*ACTIVITY*
Answer these questions from the text about Kaltungo:
1. What is the area's postal code?
2. Who is the current Local Government Chairman?
3. To which city are snakes from the Snakebite Treatment and Research Centre exported every month?

*TEXT EXCERPT*

Kaltungo is one among the 11 Local Governments Area of Gombe State, Nigeria. Its headquarters is in the town of Kaltungo in the western part of the Local Government Area on the A345 highway at .
 
It has a landmark area of 881 km and a population of 149,805 according to 2006 census.

Festivals 

Pan-Mana Cultural Festival.

Postal Code 

The postal code of the area is 770.

Hospital 

The General Hospital Kaltungo served snakebite victims from Duguri District, Alkaleri LGA, Bauchi State, after a flood along the River Benue in October 2012 resulted in a large increase in the population of venomous snakes. A July 2013 report indicated that over 200 people in Duguri District had died of snakebite; "whoever is lucky to make it to Kaltungo is treated in only two days and then they return home."

Government 
The Current Local Government Chairman and Deputy Chairman are Faruk Aliyu Umar and Solomon Lande as deputy chairman respectively. They are both from All Progressives Congress.

Towns and Villages 
The administrative headquarters of Kaltungo Local Government Area is situated in the town of Kaltungo and the council is made up of districts and villages. Below are the list of towns and villages in Kaltungo:

Bagaruwa; Bwara; Daura; Dodonruwa; Dundaye; Garin Bako; Garin Barau; Garin Ilyasu; Garin Jauro Gambo; Garin Korau; Garin Nasara; Garkin Alhaji Mani; Jauro Gotel; Kausur; Kunge; Kuren; Kwabilake; Lankare; Lugayidi; Momidi; Sabon Layi Awak; Salifawa; Shelin Kuwe; Soblong; Tambirame; Tanga; Tore; Tudu; Unguwan Barebare; Yari

Snakebite Treatment and Research Centre, Kaltungo 
Kaltungo is well known for having various kinds of snakes in Northern Nigeria. This led to the establishment of Kaltungo Snakebite Hospital that was later upgraded to Snakebite Treatment and Research Centre, Kaltungo by the intervention of the office of the Sustainable Development Goals with the Gombe State Government.

Authorities of the Centre revealed that over 400 snakes of different varieties are being exported from the centre to Liverpool in England every month to help them extract venom from the snakes to produce drugs.

(Point-per-instance localization data)
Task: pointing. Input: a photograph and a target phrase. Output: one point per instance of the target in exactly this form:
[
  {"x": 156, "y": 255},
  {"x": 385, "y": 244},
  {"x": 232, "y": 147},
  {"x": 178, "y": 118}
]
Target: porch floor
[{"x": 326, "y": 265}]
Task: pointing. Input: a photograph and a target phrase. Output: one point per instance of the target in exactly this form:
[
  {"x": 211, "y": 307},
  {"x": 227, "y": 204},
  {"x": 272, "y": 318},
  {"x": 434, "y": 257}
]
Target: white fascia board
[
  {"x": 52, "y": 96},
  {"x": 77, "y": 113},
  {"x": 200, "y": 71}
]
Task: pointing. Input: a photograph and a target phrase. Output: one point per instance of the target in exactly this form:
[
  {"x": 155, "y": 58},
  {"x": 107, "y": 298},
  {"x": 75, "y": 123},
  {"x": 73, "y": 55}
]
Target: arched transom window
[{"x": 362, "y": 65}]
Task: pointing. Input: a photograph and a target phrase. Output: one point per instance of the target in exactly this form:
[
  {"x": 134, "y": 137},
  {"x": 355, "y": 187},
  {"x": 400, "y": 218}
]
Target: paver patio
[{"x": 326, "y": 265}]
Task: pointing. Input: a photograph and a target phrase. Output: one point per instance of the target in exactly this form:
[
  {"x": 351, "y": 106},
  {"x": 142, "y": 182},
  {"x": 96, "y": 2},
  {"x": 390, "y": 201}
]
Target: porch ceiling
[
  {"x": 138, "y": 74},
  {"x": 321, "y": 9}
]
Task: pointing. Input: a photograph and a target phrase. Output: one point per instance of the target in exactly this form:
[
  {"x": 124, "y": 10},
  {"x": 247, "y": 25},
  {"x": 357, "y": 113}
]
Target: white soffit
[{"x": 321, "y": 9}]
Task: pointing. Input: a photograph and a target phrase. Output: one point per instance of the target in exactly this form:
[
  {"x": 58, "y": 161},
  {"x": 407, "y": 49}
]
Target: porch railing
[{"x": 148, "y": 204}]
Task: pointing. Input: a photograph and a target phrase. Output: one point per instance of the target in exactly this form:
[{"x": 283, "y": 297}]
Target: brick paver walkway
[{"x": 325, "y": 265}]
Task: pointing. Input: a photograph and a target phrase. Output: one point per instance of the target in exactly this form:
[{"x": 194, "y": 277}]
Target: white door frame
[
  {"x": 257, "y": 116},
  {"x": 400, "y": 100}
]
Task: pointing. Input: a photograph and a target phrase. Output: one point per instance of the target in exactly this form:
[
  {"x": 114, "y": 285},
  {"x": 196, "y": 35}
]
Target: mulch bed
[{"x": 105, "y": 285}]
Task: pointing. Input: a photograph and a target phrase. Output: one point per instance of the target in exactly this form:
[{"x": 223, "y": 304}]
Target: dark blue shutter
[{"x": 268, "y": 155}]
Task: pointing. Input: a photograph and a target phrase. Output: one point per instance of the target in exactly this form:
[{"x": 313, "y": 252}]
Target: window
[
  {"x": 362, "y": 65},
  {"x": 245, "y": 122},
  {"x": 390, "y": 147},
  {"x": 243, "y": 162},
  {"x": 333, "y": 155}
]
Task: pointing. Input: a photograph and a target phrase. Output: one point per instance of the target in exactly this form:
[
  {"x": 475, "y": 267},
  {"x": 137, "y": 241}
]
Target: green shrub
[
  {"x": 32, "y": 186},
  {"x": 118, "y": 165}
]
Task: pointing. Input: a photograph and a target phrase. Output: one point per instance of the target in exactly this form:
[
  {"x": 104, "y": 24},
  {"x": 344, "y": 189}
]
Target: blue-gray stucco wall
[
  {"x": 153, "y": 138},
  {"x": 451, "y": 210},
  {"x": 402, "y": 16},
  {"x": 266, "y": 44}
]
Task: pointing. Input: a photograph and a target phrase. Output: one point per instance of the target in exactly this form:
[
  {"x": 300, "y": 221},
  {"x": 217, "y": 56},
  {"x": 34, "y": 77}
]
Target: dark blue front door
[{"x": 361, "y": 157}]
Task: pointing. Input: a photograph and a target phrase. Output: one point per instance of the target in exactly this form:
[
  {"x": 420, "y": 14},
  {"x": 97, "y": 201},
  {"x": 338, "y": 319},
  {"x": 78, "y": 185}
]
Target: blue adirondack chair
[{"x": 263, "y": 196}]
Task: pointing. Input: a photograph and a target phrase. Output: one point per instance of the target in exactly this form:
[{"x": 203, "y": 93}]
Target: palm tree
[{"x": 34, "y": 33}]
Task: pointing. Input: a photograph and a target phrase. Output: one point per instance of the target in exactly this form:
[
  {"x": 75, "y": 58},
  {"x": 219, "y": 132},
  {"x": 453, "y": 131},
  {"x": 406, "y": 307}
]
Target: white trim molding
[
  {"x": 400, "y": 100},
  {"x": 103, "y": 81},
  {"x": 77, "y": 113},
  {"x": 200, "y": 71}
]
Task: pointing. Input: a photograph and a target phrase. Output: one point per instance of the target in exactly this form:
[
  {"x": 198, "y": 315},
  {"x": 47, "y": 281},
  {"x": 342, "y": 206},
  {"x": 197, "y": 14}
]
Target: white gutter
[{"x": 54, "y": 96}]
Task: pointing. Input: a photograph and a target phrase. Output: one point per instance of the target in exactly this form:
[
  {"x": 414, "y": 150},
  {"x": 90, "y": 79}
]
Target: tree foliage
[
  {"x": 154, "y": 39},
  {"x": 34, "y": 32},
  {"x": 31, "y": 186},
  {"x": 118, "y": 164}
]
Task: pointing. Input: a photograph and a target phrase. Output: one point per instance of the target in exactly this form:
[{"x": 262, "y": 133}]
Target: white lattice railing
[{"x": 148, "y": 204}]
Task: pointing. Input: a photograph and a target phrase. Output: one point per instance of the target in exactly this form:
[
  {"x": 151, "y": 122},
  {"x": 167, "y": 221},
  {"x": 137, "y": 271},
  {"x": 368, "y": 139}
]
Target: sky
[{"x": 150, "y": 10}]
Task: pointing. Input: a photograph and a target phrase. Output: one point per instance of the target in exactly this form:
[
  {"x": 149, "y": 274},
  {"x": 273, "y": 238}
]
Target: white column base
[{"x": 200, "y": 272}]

*RESPONSE*
1. 770
2. Faruk Aliyu Umar
3. Liverpool, in England